Samuel Lovett Waldo (April 6, 1783 – February 16, 1861) was an American portrait painter.

Early life & studies
Waldo was born on April 6, 1783 in Windham, Connecticut, the son of Esther () and Zacheus Waldo. At the age of sixteen, he moved to Hartford to begin his formal art training under the tutelage of Joseph Steward, a prominent local artist.

Four years later, he set up shop as a portraitist in Hartford, later relocating to Litchfield, Connecticut. While in Hartford, he had made the acquaintance of congressman John Rutledge, Jr., who was impressed with his work and, in 1803, invited him to come to Charleston, South Carolina. From 1803 to 1805, Waldo earned a sizable income from his commissions and decided that he would use the money to study art in London. He studied under Benjamin West in London.

He arrived in London in 1806 with letters of introduction to Benjamin West and John Singleton Copley. While studying with them, he also studied drawing at the Royal Academy and exhibited a portrait there in 1808.

Between his artistic activities, he met and married Elizabeth Wood of Liverpool in 1808. Together they had five children that survived infancy. Elizabeth died in 1825 and the following year, on 9 May 1826, he married Deliverance Mapes and had seven more children.

**Requirement 1**
Quote the Samuel Lovett Waldo biography between "He arrived in" and "seven more children.", inclusive.
**Requirement 2**
Pull out each line of the records that contains the string "white".
The biography of Samuel Lovett Waldo and the records were taken from separate sources.

Entries from an annotation dataset

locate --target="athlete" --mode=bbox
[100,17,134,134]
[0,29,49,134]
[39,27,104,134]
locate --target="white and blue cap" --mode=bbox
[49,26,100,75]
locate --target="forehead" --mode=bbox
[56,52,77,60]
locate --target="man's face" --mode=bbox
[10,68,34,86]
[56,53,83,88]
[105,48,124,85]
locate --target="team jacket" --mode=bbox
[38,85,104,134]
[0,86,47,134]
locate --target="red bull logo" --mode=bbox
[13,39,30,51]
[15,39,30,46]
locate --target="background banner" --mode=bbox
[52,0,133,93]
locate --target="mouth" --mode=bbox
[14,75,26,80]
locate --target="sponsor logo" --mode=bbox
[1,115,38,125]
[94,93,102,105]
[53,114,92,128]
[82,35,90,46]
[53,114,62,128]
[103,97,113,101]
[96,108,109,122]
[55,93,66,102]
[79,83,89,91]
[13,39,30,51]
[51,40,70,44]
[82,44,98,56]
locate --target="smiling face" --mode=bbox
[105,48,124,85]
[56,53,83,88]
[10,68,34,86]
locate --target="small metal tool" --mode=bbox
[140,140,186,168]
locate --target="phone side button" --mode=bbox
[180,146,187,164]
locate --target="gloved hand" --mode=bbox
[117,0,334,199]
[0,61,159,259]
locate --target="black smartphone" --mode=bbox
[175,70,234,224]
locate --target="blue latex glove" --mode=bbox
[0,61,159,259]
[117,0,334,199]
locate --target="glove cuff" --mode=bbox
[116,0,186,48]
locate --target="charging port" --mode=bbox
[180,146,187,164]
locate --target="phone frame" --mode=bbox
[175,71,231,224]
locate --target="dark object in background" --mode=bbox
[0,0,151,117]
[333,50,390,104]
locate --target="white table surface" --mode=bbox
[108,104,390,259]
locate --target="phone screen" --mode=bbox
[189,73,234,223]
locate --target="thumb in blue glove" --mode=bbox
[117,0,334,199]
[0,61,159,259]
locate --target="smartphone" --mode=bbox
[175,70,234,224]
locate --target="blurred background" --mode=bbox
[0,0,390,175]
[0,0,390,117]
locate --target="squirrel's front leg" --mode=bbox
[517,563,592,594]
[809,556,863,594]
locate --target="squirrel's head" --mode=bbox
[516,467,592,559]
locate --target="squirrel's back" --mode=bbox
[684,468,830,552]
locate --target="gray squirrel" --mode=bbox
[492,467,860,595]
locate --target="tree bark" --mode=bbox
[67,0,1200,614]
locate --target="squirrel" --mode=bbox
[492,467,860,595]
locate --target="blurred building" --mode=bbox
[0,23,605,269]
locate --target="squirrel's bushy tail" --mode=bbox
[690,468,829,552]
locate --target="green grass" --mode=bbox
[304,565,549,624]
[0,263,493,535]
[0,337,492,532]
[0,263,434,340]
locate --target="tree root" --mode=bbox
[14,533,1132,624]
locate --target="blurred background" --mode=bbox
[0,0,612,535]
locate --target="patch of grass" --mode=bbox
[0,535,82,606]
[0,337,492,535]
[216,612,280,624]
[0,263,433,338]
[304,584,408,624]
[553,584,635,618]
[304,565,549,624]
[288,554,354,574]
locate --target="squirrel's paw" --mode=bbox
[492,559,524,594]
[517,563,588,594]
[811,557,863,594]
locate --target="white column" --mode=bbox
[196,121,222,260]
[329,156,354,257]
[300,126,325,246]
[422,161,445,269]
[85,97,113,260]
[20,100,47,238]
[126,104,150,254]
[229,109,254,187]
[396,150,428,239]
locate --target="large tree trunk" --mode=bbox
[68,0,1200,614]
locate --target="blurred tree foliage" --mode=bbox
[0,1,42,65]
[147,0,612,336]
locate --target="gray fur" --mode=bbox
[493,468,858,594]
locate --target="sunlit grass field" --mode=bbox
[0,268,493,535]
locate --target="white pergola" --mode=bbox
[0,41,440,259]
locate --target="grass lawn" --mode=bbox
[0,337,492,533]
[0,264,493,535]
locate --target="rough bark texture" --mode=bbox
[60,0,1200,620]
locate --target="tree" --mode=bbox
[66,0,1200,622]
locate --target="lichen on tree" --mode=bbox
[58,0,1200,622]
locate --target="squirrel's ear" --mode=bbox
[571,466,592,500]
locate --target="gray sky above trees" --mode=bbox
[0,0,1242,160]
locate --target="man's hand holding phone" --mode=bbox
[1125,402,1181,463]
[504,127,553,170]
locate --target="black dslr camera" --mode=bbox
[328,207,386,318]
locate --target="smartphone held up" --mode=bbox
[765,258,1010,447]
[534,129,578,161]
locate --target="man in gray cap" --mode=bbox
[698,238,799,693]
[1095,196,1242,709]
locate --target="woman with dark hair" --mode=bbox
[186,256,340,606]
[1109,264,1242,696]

---

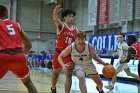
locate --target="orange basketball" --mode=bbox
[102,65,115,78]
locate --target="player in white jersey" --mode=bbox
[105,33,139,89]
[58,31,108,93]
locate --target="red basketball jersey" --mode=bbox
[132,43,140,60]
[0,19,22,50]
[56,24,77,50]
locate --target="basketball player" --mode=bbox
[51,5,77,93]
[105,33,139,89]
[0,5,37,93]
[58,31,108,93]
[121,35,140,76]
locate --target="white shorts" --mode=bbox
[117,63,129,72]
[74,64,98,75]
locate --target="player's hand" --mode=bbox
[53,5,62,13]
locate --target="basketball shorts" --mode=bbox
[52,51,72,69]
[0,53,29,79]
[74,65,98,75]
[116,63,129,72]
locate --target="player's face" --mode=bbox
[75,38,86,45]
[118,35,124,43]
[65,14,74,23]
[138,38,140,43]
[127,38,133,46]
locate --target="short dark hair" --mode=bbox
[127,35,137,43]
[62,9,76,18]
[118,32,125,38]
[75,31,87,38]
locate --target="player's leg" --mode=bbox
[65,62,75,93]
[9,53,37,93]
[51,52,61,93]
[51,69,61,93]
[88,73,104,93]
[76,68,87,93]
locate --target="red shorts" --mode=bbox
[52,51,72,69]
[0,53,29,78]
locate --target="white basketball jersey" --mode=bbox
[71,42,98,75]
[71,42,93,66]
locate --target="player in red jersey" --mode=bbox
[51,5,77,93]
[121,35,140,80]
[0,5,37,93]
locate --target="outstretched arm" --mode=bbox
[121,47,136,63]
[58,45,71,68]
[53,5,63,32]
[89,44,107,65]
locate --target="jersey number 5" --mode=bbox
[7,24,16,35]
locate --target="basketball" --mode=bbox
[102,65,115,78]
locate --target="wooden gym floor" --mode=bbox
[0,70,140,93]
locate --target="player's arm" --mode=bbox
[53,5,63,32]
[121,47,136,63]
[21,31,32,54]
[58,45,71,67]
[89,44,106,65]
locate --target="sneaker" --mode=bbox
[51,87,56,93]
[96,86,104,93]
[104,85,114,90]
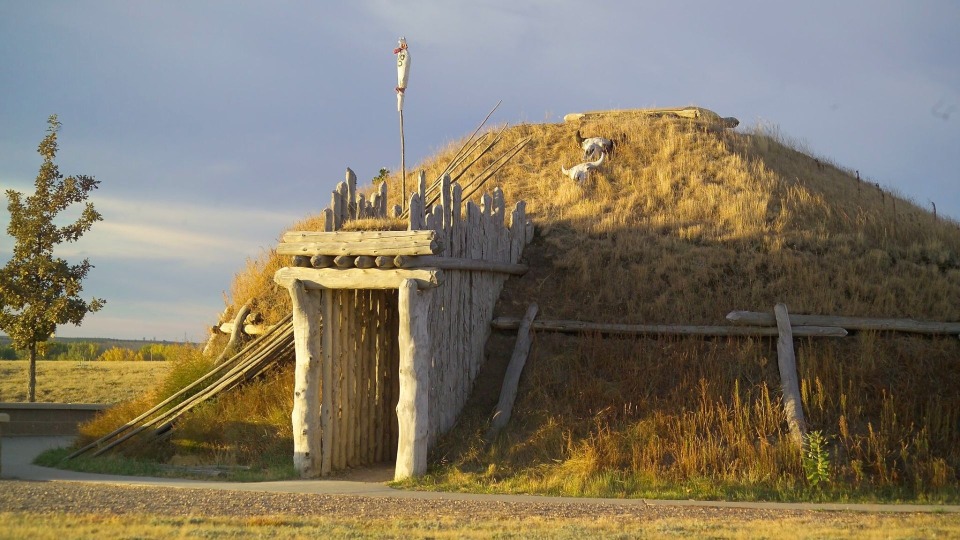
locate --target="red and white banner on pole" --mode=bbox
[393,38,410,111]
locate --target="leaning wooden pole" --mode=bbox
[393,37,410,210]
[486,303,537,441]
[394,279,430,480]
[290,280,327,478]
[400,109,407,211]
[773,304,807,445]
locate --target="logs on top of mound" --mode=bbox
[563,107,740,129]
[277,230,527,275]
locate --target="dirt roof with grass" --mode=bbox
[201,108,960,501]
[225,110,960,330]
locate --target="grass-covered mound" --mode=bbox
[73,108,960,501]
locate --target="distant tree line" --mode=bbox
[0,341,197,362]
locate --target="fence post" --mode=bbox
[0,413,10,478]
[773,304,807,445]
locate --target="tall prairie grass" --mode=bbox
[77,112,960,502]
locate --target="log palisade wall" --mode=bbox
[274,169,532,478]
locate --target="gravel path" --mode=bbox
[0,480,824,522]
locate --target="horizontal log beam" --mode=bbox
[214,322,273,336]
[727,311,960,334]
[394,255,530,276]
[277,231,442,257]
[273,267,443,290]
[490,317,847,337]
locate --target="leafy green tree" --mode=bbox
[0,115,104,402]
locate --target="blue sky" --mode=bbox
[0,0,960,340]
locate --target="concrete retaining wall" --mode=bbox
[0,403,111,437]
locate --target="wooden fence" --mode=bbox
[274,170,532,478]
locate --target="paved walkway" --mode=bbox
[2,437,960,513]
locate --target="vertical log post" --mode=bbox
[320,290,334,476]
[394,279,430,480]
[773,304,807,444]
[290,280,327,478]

**Expected answer 1**
He arrived in London in 1806 with letters of introduction to Benjamin West and John Singleton Copley. While studying with them, he also studied drawing at the Royal Academy and exhibited a portrait there in 1808.

Between his artistic activities, he met and married Elizabeth Wood of Liverpool in 1808. Together they had five children that survived infancy. Elizabeth died in 1825 and the following year, on 9 May 1826, he married Deliverance Mapes and had seven more children.

**Expected answer 2**
locate --target="white and blue cap" --mode=bbox
locate --target="white table surface" --mode=bbox
locate --target="white column" --mode=bbox
locate --target="white pergola" --mode=bbox
locate --target="player in white jersey" --mode=bbox
locate --target="white shorts" --mode=bbox
locate --target="white basketball jersey" --mode=bbox
locate --target="red and white banner on pole" --mode=bbox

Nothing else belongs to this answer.